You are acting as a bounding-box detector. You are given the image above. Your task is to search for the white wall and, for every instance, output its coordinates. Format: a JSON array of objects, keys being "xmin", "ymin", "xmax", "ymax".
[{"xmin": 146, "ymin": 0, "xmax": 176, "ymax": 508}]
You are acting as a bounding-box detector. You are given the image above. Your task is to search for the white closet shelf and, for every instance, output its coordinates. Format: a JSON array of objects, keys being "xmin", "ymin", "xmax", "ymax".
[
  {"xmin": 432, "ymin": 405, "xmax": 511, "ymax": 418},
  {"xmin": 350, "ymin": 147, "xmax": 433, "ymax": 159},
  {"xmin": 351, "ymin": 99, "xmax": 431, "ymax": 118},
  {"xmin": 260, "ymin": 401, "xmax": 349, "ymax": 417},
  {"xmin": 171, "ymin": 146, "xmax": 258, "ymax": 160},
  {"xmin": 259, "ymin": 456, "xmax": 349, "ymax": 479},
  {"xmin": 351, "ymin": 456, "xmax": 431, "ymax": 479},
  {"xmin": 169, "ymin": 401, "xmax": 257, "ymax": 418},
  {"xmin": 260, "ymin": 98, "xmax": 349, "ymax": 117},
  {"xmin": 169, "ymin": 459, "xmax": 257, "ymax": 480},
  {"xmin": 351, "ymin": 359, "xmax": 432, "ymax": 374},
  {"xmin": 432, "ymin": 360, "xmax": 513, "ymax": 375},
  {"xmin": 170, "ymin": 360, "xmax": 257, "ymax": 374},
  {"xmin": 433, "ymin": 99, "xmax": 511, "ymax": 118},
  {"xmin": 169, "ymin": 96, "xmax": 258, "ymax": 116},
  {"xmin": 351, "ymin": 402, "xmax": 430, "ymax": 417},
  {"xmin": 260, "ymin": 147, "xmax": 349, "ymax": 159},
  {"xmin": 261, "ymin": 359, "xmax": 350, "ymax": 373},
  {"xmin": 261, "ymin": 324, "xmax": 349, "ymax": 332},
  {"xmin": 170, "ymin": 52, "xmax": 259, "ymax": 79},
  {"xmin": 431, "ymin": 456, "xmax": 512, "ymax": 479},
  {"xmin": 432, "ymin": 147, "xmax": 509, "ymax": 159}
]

■ ■ ■

— TASK STATEMENT —
Would you write out the listing above exactly, in full?

— ANSWER SECTION —
You are acting as a bounding-box detector. You are given the image above. Your task is to search for the white wall and, for every instance, output its coordinates. Format: a JSON array of objects, keys being "xmin", "ymin", "xmax", "ymax".
[{"xmin": 146, "ymin": 0, "xmax": 176, "ymax": 508}]
You are acting as a bounding-box detector. You are given the image above. Your task is to search for the white closet shelf and, for every instance, output its coordinates. Format: a JSON array of objects, keys being "xmin", "ymin", "xmax", "ymax".
[
  {"xmin": 432, "ymin": 405, "xmax": 511, "ymax": 418},
  {"xmin": 350, "ymin": 147, "xmax": 433, "ymax": 159},
  {"xmin": 351, "ymin": 99, "xmax": 431, "ymax": 118},
  {"xmin": 260, "ymin": 401, "xmax": 349, "ymax": 417},
  {"xmin": 171, "ymin": 146, "xmax": 258, "ymax": 160},
  {"xmin": 259, "ymin": 456, "xmax": 349, "ymax": 479},
  {"xmin": 351, "ymin": 456, "xmax": 431, "ymax": 479},
  {"xmin": 169, "ymin": 401, "xmax": 257, "ymax": 418},
  {"xmin": 260, "ymin": 98, "xmax": 349, "ymax": 117},
  {"xmin": 169, "ymin": 459, "xmax": 257, "ymax": 480},
  {"xmin": 351, "ymin": 359, "xmax": 432, "ymax": 374},
  {"xmin": 432, "ymin": 360, "xmax": 513, "ymax": 375},
  {"xmin": 170, "ymin": 360, "xmax": 257, "ymax": 374},
  {"xmin": 433, "ymin": 99, "xmax": 511, "ymax": 118},
  {"xmin": 169, "ymin": 96, "xmax": 258, "ymax": 116},
  {"xmin": 351, "ymin": 402, "xmax": 430, "ymax": 417},
  {"xmin": 260, "ymin": 147, "xmax": 349, "ymax": 159},
  {"xmin": 261, "ymin": 359, "xmax": 350, "ymax": 373},
  {"xmin": 261, "ymin": 324, "xmax": 349, "ymax": 332},
  {"xmin": 170, "ymin": 52, "xmax": 259, "ymax": 79},
  {"xmin": 431, "ymin": 456, "xmax": 512, "ymax": 479},
  {"xmin": 432, "ymin": 147, "xmax": 509, "ymax": 159}
]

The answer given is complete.